------ Given data

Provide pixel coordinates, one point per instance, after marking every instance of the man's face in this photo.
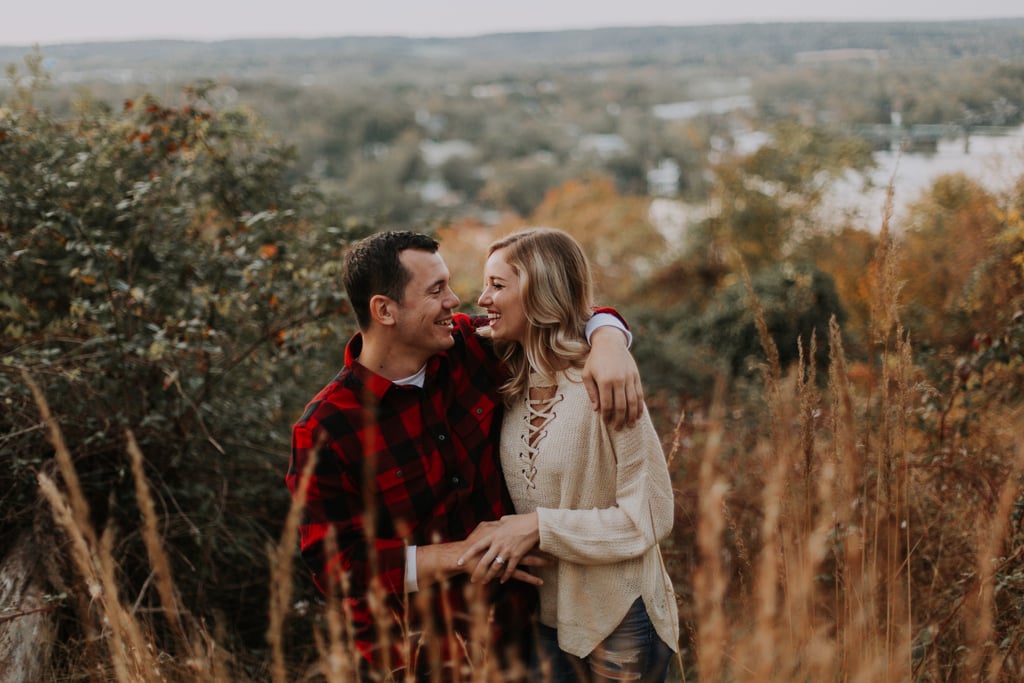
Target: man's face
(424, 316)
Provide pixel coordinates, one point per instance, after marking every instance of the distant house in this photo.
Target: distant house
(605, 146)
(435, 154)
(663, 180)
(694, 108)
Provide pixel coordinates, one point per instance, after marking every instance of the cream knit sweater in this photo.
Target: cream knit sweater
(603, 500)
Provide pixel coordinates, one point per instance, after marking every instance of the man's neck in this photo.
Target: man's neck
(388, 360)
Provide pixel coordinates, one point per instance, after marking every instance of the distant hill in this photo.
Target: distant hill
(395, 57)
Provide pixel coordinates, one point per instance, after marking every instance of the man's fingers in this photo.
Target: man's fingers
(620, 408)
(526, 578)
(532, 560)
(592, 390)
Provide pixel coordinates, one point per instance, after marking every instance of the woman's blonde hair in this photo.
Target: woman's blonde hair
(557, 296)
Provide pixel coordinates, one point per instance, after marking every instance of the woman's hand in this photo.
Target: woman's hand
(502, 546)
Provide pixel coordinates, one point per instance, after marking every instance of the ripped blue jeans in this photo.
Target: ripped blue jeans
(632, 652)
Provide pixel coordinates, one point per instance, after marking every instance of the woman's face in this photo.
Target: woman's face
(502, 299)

------------
------ Given data

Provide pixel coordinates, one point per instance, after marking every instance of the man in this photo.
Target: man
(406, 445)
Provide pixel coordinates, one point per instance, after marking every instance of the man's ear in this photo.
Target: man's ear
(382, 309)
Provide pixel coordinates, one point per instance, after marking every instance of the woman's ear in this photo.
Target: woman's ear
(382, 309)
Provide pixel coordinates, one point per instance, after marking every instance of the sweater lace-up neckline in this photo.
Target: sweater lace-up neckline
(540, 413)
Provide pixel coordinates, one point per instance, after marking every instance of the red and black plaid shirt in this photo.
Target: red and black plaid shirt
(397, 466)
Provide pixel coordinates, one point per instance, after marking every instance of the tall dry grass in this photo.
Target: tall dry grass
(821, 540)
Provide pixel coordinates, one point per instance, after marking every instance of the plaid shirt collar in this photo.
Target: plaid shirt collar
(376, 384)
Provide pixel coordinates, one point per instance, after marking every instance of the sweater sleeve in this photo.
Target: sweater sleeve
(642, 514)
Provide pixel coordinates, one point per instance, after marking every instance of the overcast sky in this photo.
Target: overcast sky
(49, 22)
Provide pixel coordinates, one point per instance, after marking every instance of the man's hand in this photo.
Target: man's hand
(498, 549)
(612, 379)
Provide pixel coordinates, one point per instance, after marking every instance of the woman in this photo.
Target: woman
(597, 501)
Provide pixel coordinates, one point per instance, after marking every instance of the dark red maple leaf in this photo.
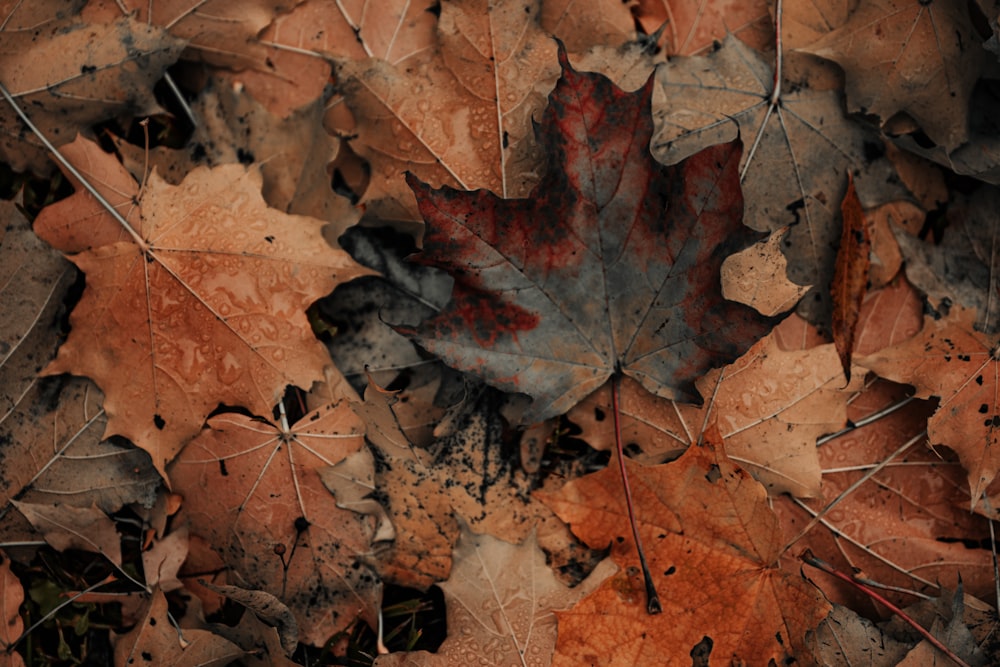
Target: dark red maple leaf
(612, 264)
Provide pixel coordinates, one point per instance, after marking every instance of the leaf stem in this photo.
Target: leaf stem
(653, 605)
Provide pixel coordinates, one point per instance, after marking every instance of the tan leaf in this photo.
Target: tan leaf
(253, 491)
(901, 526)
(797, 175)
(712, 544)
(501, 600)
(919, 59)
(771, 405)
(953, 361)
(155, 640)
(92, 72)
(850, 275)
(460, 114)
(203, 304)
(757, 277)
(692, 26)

------------
------ Given data

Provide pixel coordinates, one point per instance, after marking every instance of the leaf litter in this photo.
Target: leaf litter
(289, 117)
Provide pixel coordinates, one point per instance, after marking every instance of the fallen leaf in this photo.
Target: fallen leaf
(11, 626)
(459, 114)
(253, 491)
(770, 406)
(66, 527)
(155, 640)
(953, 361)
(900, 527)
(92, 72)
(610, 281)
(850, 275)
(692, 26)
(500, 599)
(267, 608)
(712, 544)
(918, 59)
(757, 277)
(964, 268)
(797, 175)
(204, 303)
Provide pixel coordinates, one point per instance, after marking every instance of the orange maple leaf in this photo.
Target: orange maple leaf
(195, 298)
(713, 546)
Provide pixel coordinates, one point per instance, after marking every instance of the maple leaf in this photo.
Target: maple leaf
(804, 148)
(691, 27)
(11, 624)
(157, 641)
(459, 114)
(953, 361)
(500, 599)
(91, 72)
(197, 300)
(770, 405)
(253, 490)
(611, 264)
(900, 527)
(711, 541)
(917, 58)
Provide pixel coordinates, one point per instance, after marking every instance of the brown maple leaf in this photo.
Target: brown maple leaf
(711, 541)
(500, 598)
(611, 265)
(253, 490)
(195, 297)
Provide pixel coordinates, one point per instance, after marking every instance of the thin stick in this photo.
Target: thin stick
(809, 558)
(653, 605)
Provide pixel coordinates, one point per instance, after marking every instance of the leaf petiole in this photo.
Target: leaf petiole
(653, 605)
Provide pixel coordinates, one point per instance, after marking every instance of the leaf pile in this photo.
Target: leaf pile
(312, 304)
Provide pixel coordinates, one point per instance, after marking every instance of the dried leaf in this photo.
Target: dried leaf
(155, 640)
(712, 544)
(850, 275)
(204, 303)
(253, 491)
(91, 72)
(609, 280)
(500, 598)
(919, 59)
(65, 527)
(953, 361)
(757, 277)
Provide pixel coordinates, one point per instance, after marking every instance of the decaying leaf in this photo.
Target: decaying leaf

------------

◆ Required work ◆
Reproduce, word for word, the part of the rows that opens with the line containing "brown maple leaf in this photo." and closes with the line containing "Target: decaying leaf", including both of those lines.

◆ Finished answer ◆
Provide pixel coordinates, one point per instance, after marking every instance of the brown maple leaf in this photo.
Target: brown maple leaf
(711, 541)
(500, 598)
(611, 265)
(253, 490)
(195, 297)
Provide pixel coordinates, one point per instance, after marking every instance of the thin stick in this photo.
Target: thin stick
(809, 558)
(653, 605)
Provide pixel coordinates, one point per instance, after marking every instance of the leaf petiole in this photo.
Target: leaf petiole
(653, 605)
Provide pixel coordinates, one point per instance, after marking every instance of the leaf pile in this photo.
Target: leaf pile
(312, 304)
Provide pixel coordinates, one point per instance, after marking every instance of the dried leaf in this photo.
Target: dried leaf
(155, 640)
(712, 544)
(850, 275)
(204, 303)
(253, 491)
(91, 72)
(609, 280)
(500, 598)
(919, 59)
(65, 527)
(953, 361)
(757, 277)
Provide pixel coordinates, one point per instance, after marking every instance of the decaying leaf in this photo.
Target: decaying leaf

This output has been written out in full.